Problem to solve:
Without the pictures, restate all of the data below word for word.

(Material for the task)

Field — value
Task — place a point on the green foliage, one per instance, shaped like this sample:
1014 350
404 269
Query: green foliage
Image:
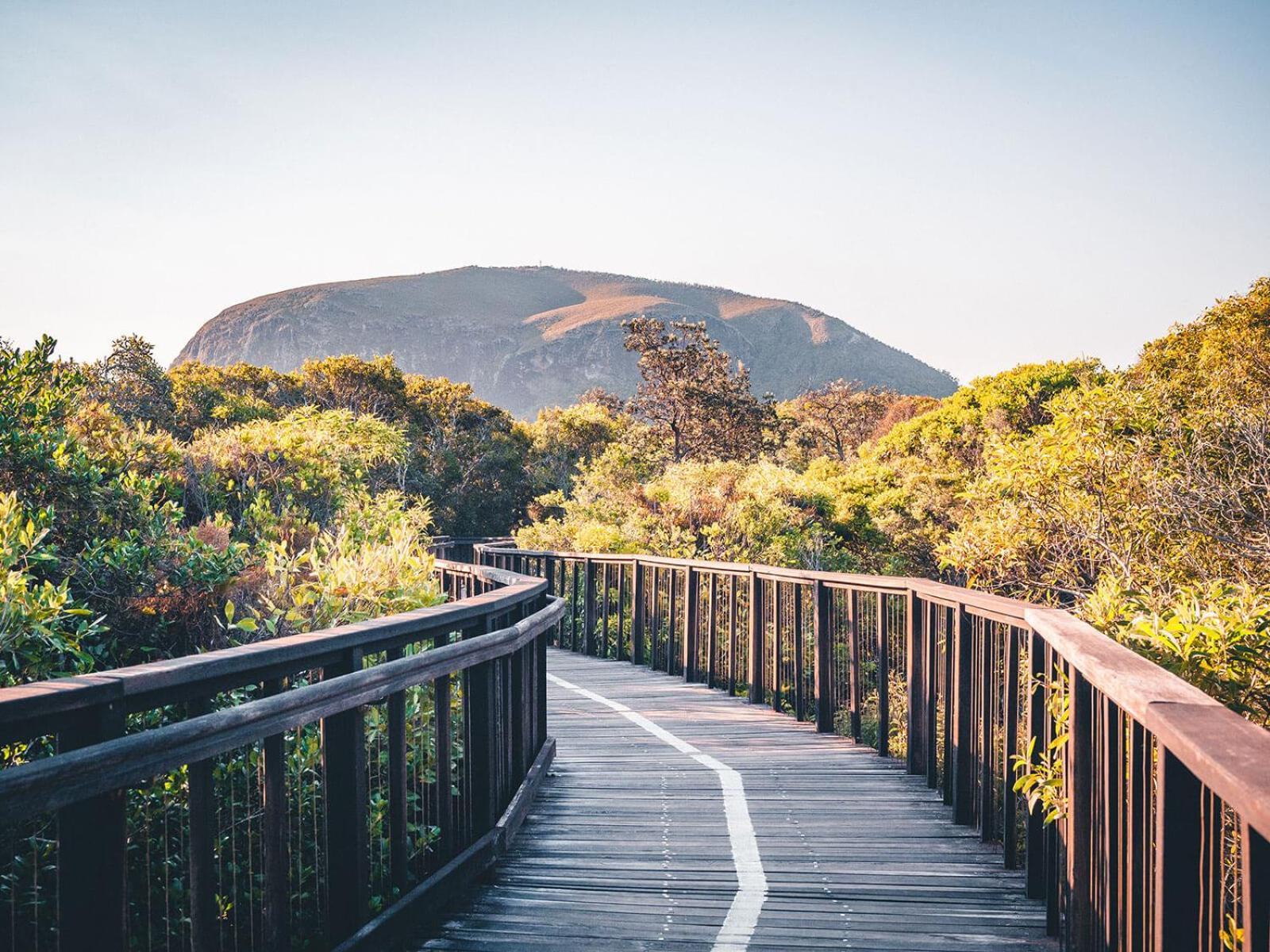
1039 774
563 438
1151 479
833 420
1216 636
467 456
133 382
221 397
42 628
279 478
690 395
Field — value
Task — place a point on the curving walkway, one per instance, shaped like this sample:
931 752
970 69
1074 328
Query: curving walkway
637 837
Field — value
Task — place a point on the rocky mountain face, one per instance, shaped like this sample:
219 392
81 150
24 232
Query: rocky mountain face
527 338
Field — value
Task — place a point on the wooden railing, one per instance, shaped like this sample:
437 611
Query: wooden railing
1164 793
313 791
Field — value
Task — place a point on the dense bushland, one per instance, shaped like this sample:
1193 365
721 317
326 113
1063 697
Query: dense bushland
137 505
1140 497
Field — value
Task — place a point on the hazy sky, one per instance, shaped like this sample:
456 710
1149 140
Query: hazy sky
977 183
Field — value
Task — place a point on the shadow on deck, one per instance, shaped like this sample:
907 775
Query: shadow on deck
632 844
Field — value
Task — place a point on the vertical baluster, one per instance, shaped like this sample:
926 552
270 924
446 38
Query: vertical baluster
755 658
930 626
883 679
799 660
963 724
711 628
575 609
1035 841
733 635
202 848
672 579
691 606
588 608
778 619
914 681
823 657
1179 808
950 620
344 786
987 689
656 647
854 674
92 837
441 730
1255 881
637 612
622 613
603 611
1080 816
1111 854
1009 799
277 862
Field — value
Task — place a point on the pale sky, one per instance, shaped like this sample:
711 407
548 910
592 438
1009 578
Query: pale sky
979 184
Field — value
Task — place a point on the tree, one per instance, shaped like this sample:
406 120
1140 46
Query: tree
133 382
835 419
690 397
467 456
206 395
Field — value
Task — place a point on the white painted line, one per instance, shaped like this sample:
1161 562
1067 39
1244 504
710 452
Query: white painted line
751 880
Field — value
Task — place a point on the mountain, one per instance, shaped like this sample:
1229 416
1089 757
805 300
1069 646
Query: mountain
527 338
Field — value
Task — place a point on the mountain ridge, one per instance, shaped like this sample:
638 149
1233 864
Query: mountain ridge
533 336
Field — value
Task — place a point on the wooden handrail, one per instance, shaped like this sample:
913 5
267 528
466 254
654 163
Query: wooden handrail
1159 780
465 743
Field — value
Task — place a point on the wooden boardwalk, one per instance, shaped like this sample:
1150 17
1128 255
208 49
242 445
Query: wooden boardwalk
629 847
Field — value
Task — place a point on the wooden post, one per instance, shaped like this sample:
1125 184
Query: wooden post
603 611
1257 889
203 935
711 628
575 609
987 653
637 612
931 734
1080 812
755 659
622 613
444 776
691 584
588 608
883 679
1035 733
799 660
733 635
914 683
1179 854
854 654
343 747
822 647
778 617
277 860
963 725
1009 799
92 847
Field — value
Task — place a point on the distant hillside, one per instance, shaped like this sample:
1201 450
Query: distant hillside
527 338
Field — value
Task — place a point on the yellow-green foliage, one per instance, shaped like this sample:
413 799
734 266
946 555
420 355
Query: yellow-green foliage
1149 480
42 628
121 543
562 438
279 475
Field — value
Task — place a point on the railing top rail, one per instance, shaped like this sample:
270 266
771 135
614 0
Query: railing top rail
1226 752
37 706
74 776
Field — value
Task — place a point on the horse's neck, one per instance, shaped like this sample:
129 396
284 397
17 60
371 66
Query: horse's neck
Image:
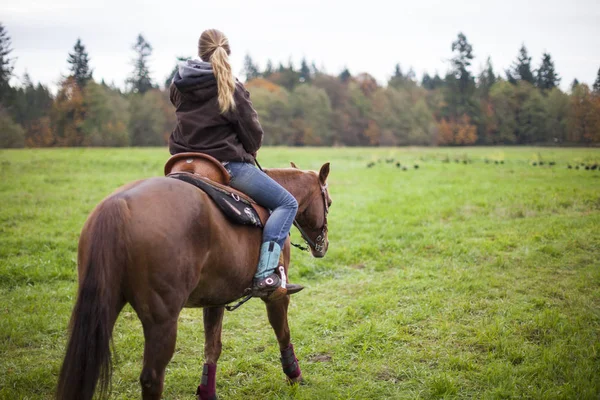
299 183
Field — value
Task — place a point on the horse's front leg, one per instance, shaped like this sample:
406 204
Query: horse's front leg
277 311
213 323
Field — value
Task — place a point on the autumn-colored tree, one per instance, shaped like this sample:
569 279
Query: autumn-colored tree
39 133
11 133
583 124
311 105
147 119
547 77
106 117
79 64
68 114
445 133
521 69
466 133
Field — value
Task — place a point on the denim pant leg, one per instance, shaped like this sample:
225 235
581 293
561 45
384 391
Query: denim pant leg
265 191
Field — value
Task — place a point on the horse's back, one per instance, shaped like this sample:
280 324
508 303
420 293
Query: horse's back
182 250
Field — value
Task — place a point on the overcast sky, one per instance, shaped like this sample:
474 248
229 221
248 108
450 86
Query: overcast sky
366 36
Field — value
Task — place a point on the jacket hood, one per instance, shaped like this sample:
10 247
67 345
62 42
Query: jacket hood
195 80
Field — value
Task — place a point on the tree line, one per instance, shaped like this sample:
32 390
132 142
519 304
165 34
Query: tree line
306 106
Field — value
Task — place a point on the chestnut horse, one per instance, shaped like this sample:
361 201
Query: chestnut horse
161 244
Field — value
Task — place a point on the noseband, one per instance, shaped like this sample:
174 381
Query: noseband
319 243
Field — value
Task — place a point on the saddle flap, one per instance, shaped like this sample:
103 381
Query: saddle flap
198 164
237 206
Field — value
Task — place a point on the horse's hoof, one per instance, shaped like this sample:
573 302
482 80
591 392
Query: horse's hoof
293 288
277 294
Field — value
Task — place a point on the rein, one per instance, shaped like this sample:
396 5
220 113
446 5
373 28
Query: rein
319 242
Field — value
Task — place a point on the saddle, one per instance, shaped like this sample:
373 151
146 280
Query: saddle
209 175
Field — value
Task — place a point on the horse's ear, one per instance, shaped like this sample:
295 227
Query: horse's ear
324 173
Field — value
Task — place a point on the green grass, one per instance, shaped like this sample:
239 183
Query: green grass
446 281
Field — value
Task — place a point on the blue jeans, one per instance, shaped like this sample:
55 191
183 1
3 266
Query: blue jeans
247 178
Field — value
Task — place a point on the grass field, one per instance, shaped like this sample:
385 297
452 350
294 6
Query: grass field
452 280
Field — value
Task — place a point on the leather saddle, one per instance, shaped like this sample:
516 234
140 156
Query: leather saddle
208 174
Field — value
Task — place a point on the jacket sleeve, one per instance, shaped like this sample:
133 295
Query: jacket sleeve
174 95
248 128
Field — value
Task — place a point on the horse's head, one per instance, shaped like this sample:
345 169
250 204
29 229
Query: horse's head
310 189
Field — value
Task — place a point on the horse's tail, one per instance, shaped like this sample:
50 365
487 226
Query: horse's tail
103 255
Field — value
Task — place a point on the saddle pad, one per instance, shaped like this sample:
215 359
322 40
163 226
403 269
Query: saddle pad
236 208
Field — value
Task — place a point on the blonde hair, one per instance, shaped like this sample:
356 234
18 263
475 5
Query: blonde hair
213 47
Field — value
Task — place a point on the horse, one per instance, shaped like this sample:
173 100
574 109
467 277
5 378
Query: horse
160 245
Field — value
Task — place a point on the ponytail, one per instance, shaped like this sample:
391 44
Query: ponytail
213 47
225 80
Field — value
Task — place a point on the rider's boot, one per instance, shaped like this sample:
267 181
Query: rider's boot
267 283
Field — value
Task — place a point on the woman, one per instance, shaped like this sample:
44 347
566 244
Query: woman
215 117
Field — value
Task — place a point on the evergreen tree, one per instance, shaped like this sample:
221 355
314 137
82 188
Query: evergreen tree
140 79
460 82
250 69
397 78
79 64
596 87
521 69
461 61
486 79
304 71
547 78
6 64
345 75
268 69
427 82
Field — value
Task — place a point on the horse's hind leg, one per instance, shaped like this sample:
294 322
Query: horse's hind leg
277 312
213 324
158 350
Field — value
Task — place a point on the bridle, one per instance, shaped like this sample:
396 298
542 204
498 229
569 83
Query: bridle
319 243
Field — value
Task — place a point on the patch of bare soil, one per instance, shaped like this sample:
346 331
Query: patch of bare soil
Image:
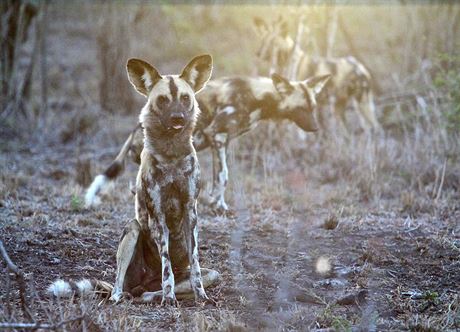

(End Material for the task)

Output:
Field — value
Task — place a point on the green foliage, one per instance, shaped like this sample:
1014 350
404 269
Query: green foliage
Image:
1039 774
563 438
1151 479
833 420
1216 636
467 456
133 382
221 397
42 628
279 478
690 395
Field — value
Task — place a point on the curving walkway, one per instance, shaped like this sample:
931 752
970 69
1074 328
Query: curving walkway
637 837
Field — value
Task — place a point on the rocky mountain face, one per instance, shaped like this sample:
219 392
81 150
24 232
Query: rocky mountain face
527 338
Field — value
Task — place a point on the wooden railing, one per instance, shaped like this sample:
437 611
Query: wooden railing
1164 793
313 791
Field — value
Task — place a point on the dense bushland, one per instance, shaped like this sample:
1193 365
721 317
326 113
1063 697
Query: dense bushland
137 505
1140 497
Field — value
Task — place a point on the hazy sky, one per instance, shaped like this sample:
456 710
1149 140
Query: hazy sky
977 183
Field — value
Task — place a point on the shadow on deck, one per instance, shaped like this sample:
907 775
Query: shadow on deck
632 844
Field — value
Task — place a point on the vertical baluster, one per instance, shaped like this sample:
926 552
270 924
446 38
Query: vertical baluster
755 658
930 626
883 679
799 660
963 724
711 628
575 609
1035 841
733 635
202 848
672 579
691 606
588 608
778 619
914 681
823 657
1179 808
950 620
344 786
987 689
656 647
854 674
92 837
441 730
1255 881
637 612
622 613
603 611
1080 816
1111 854
1009 799
277 862
Field — value
Task — place a point on the pale sky, one per instance, shaped like this sample:
711 407
548 910
592 438
1009 578
Query: pale sky
979 184
Field — value
Task — place a point on the tree, one per instance, shaped like this sample:
406 120
1140 46
Query: tree
133 382
835 419
690 397
467 456
206 395
Field — value
Task — place a point on the white painted line, one per instance, shaped like this sample:
1161 562
1067 39
1244 504
710 452
Query: white painted line
751 880
Field — value
Task — place a point on the mountain, one per instance, shaped like this sample:
1229 416
1089 757
805 300
1069 646
Query: mountain
527 338
Field — value
Task — place a point on the mountain ridge, one per instance, shaped like this sample:
638 149
1233 864
Query: mountain ridge
533 336
Field — value
Task — place a point on the wooden handrail, one per instance, shaped like this sample:
913 5
267 528
466 254
654 163
Query: wooden handrail
1159 780
465 743
Field — value
Task — place a point on the wooden boardwalk, one per instance, shaped like this sample:
1150 17
1128 255
208 49
242 445
Query: wooden boardwalk
629 847
Field — value
Task — place a point on the wooden post, one per instance, shaped like this sample:
1125 184
Query: wooden post
603 611
1257 889
203 935
711 628
575 609
987 653
637 612
931 734
1080 812
755 659
622 613
444 776
691 584
588 608
883 679
1035 733
799 660
733 635
914 683
1179 854
854 654
343 747
822 647
778 617
277 860
963 725
1009 799
92 847
Field — value
Task — place a point on the distant hillside, one per instance, shaped like this sample:
1201 450
Query: distant hillside
527 338
Field — value
Task — place a point on the yellow-green foliage, one per instance, shaped like this sample:
413 799
734 266
946 555
420 355
Query: yellow-green foliage
1149 480
42 628
121 543
562 438
279 475
Field — value
Task — place a point on the railing top rail, one per instance, shaped like this sample:
270 266
771 135
614 0
Query: railing top rail
1226 752
37 706
74 776
Field — value
Task — place a point on the horse's neck, one per instance, shaped like this sample:
129 396
284 397
17 60
371 66
Query: horse's neck
Image:
299 183
Field — value
Task — place a point on the horse's front leg, one per instance, shaped like this sample:
406 204
Query: horse's front leg
277 311
213 323
Field — value
Task — place a point on the autumn-colored tree, one per instance, shaped like this sample:
569 279
Query: autumn-colored tree
39 133
11 133
583 124
311 105
147 119
547 77
106 117
79 64
68 114
445 133
521 69
466 133
Field — value
Task — place a point on the denim pant leg, one per instance, shaped like this sample:
225 235
581 293
561 45
384 391
Query: denim pant leg
265 191
Field — value
Task — place a point on the horse's back, one per instance, shaped like this sample:
280 324
508 303
420 293
Query: horse's back
182 250
Field — value
Task — place a point on the overcast sky, one per instance, shaped like this sample:
474 248
229 221
248 108
450 86
Query: overcast sky
366 36
Field — value
Task — place a point on the jacket hood, one per instance, shaped like this sample:
10 247
67 345
62 42
Query: jacket hood
195 80
Field — value
Task — place a point on the tree line, one per instance, shaped like this sample:
32 390
132 142
519 304
165 34
Query: tree line
306 106
Field — value
Task — place a point on the chestnut horse, one per instance, shaped like this sample:
361 201
Query: chestnut horse
161 244
Field — value
Task — place a point on the noseband, one per instance, shaped like this sample:
174 381
Query: noseband
319 243
Field — value
Task — place a point on the saddle flap, one per instance, shaped like this sample:
103 381
Query: saddle flap
198 164
237 206
Field — value
Task — place a point on the horse's hoof, one per instance, shaped like this sample:
573 302
482 80
591 392
Query: horse's hoof
293 288
277 294
Field — value
Task — place a point on the rein, one per instance, shaped like this sample:
396 5
220 113
446 5
373 28
Query: rein
319 242
Field — value
Task — place a point on the saddle, one per instance, shaped like this sample:
373 151
146 280
Query: saddle
209 175
Field — value
Task — place a point on the horse's ear, one per instance, shaped like this sample:
295 227
Query: horse's ear
324 173
Field — value
Task — place a point on the green grass, one per instance, shaped like this sample:
239 183
Query: green grass
446 281
Field — value
Task — place a point on the blue jeans, one per instance, shaped like this sample:
55 191
183 1
3 266
Query: blue jeans
247 178
Field — value
Task — place a point on the grass field, one per instance, shaped like this sample:
385 297
452 350
294 6
Query: grass field
452 280
Field — value
Task — place a point on the leather saddle, one per instance, shaped like this sample:
516 234
140 156
Query: leather saddle
208 174
Field — value
Task — place a point on the jacket sleeve, one per instance, shaped like this sample:
133 295
Query: jacket sleeve
174 95
248 128
Field — value
Task — place a point on the horse's head, one per instance, shaped like this sample:
345 169
250 204
29 229
Query: horse's head
310 189
Field — value
Task — place a point on the horse's tail, one per instance, shaped like this sample:
50 365
487 226
Query: horse's tail
103 255
Field — value
Task — place a point on the saddle pad, one per instance, shaped like this sample:
215 359
322 40
163 226
403 269
Query: saddle pad
236 208
Field — value
Task — place a point on the blonde hair, one per instance, shaped like this sample:
356 234
18 263
475 5
Query: blonde hair
213 47
Field — value
Task — place a point on the horse, one per instance, shaped like this sample:
173 100
574 109
467 277
5 378
Query: horse
160 245
Field — value
Task — place a point on the ponytail, one per instance, shaped like this sample:
391 44
Query: ponytail
213 47
225 80
Field — value
Task — place a point on the rider's boot, one per instance, shaped like this sample:
267 181
Query: rider's boot
267 283
Field — value
Task — place a point on the woman, one per instance, shaped like this sample:
44 347
566 244
Query: woman
215 117
Field — value
Task — place a point on the evergreen tree, one per instance, shaped like this sample:
221 355
314 137
82 188
Query: evergreen tree
140 79
460 82
250 69
397 78
79 64
596 87
521 69
461 61
486 79
304 71
547 78
6 64
345 75
268 69
427 82
Field — value
Task — place a point on the horse's hind leg, one per instance, shaped like this sample:
294 322
Query: horse's hind leg
277 312
213 324
158 350
Field — value
Task — place a point on the bridle, one per instance, shaped like this sample:
396 298
542 204
498 229
569 83
Query: bridle
319 243
Field — value
Task — place a point on the patch of bare soil, one per instance, shaped like this sample:
346 331
Query: patch of bare soil
Image:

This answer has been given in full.